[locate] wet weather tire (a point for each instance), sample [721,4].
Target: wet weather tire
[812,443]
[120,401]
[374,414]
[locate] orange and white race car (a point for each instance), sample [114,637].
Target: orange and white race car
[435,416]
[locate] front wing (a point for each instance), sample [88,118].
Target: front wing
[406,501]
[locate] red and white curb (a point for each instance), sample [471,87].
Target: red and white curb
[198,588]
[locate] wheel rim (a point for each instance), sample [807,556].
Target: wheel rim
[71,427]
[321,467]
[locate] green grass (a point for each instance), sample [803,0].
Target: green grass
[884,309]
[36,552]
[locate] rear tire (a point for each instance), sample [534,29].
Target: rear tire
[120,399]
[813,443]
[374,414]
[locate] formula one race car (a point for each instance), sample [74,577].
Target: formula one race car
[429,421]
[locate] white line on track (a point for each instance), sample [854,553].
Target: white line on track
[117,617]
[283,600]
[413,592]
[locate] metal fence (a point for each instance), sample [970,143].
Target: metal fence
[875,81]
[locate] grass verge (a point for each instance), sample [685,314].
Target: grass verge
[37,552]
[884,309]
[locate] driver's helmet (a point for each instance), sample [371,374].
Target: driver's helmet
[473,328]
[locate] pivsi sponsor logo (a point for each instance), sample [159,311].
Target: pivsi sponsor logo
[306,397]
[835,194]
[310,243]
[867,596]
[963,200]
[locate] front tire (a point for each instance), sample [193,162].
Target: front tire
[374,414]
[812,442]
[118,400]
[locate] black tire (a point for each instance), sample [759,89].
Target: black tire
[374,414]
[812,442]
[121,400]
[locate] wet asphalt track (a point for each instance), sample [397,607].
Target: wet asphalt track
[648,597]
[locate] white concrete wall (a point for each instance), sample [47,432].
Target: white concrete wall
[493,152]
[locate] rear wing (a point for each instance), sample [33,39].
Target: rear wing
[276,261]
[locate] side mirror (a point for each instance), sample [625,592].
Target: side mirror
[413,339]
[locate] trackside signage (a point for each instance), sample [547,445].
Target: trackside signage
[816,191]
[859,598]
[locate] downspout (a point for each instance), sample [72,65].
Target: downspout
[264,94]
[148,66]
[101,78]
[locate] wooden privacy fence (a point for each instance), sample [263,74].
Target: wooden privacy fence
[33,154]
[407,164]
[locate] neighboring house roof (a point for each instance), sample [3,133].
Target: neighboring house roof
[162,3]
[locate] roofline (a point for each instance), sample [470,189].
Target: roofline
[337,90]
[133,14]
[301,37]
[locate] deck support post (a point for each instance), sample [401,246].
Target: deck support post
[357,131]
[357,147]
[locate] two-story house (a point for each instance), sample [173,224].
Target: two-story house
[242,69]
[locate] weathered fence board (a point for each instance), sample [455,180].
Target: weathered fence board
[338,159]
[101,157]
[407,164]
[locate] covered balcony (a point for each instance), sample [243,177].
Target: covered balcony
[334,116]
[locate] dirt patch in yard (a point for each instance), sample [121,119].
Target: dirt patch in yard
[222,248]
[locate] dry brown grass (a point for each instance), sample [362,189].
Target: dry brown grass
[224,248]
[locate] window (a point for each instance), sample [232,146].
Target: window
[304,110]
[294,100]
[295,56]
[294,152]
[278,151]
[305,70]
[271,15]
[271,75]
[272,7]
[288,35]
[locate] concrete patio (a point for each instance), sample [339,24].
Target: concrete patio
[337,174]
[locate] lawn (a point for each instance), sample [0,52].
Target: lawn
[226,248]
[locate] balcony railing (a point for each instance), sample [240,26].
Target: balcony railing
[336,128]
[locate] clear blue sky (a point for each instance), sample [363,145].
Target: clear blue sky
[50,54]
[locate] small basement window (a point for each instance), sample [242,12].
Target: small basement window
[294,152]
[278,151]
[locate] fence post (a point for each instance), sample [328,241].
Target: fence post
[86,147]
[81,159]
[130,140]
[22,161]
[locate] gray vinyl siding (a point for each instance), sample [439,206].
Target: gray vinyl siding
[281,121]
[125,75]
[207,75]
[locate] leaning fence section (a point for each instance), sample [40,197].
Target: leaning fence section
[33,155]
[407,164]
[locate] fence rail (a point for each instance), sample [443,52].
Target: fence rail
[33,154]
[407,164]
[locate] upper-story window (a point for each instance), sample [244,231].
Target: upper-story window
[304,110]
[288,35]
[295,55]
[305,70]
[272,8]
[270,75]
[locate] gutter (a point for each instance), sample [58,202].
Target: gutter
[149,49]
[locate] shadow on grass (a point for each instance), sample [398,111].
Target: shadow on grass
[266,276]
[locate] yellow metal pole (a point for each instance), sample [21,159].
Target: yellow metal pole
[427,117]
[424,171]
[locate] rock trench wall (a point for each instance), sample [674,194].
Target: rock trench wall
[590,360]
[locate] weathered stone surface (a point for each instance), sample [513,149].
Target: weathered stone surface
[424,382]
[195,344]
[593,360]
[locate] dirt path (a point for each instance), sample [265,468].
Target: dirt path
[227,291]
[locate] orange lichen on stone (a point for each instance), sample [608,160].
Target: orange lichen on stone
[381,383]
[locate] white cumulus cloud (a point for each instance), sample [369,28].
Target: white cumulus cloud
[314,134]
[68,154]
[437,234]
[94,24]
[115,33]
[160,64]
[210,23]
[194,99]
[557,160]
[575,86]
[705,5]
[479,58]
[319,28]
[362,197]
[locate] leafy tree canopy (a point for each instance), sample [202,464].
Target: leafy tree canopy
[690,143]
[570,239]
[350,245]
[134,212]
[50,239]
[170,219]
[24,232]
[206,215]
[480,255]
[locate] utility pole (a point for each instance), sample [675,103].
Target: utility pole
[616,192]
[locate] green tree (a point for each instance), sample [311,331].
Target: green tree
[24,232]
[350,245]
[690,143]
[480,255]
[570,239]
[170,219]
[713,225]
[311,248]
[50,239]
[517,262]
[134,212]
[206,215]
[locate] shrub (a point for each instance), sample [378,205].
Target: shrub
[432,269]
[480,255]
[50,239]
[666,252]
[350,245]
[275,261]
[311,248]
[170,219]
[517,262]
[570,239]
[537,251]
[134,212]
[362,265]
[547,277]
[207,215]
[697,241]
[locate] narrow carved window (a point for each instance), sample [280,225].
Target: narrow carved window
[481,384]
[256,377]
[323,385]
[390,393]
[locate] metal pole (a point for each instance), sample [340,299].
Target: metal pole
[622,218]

◇ ◇ ◇

Instructions for the task: Extract, exactly, the lines above that begin at the line containing "[locate] leafy tree" and end at the final line of the records; add no other text.

Answer to the task:
[locate] leafy tree canopy (a point for each instance), sample [202,464].
Target: leafy tree canopy
[690,143]
[570,239]
[350,245]
[134,212]
[50,239]
[170,219]
[24,232]
[206,215]
[480,255]
[locate] utility pole (a point for each instance), sample [675,103].
Target: utility pole
[616,192]
[locate] green tree (a point for each instance), sample [311,331].
Target: green tree
[24,232]
[350,245]
[690,143]
[480,255]
[570,239]
[170,219]
[713,225]
[311,248]
[50,239]
[517,262]
[134,212]
[206,215]
[locate] shrub (a point for each instance), sample [378,205].
Target: shrub
[432,269]
[480,255]
[50,239]
[666,252]
[350,245]
[275,261]
[311,248]
[170,219]
[517,262]
[570,239]
[537,251]
[134,212]
[362,265]
[547,277]
[207,215]
[697,241]
[locate] narrow carved window (a point for each instance), sample [280,225].
Target: narrow carved window
[481,384]
[256,377]
[323,385]
[390,393]
[locate] metal pole (a point for each instance), sample [340,299].
Target: metal pole
[622,218]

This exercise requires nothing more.